### Your instructions
Search the entries for the word "each". Copy every line where it turns up.
(Data listing Opens)
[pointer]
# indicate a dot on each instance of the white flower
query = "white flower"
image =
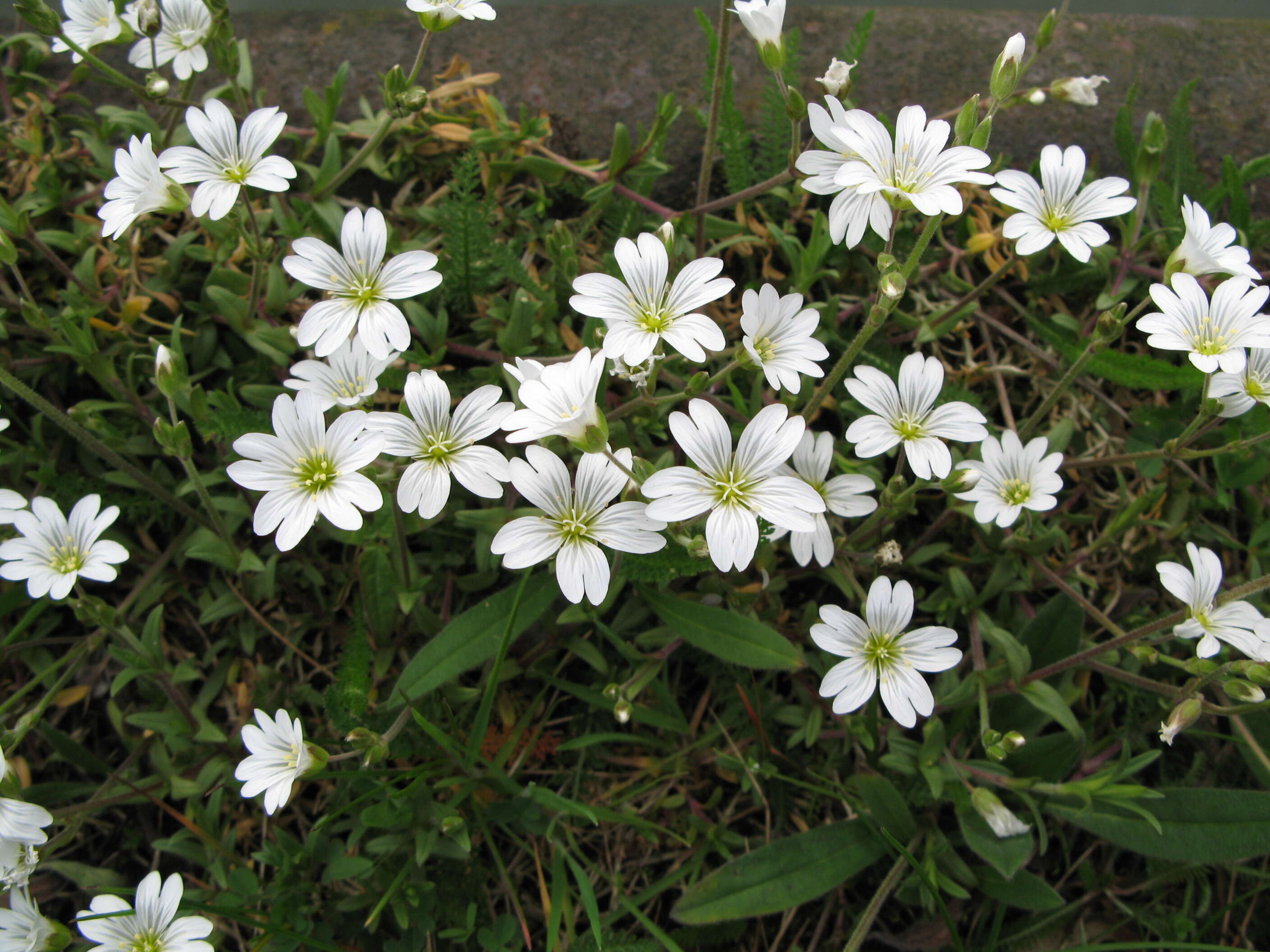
(561, 402)
(647, 310)
(879, 650)
(837, 77)
(736, 488)
(361, 285)
(347, 377)
(444, 445)
(186, 27)
(307, 470)
(844, 495)
(779, 337)
(1235, 622)
(153, 927)
(1058, 207)
(1207, 248)
(1215, 332)
(1241, 391)
(908, 417)
(52, 551)
(438, 14)
(22, 927)
(765, 19)
(1077, 89)
(577, 521)
(280, 757)
(91, 23)
(1011, 478)
(138, 188)
(229, 158)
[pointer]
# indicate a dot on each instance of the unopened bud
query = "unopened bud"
(1180, 719)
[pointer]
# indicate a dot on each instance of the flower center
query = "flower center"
(1015, 492)
(315, 472)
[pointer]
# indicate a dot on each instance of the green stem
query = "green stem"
(96, 446)
(713, 124)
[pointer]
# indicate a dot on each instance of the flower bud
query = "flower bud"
(1000, 818)
(1005, 73)
(1180, 719)
(837, 79)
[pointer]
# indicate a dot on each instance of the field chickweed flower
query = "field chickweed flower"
(779, 337)
(844, 495)
(152, 927)
(1207, 248)
(1241, 391)
(89, 23)
(55, 551)
(186, 27)
(577, 521)
(348, 377)
(1011, 478)
(879, 650)
(229, 158)
(647, 310)
(361, 285)
(735, 488)
(1235, 622)
(908, 416)
(308, 470)
(279, 758)
(562, 402)
(1058, 207)
(138, 188)
(442, 14)
(1215, 333)
(442, 445)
(Data listing Closes)
### Solution for this exercise
# indicate a dot on each instance of the white flower
# indicate a dot on each instance of the unopened bud
# indicate a dot on each instance of the flower center
# indicate a dot on each instance of the green stem
# indicate a dot on each instance of the flower bud
# indicate a dot on each instance of the field chickweed flower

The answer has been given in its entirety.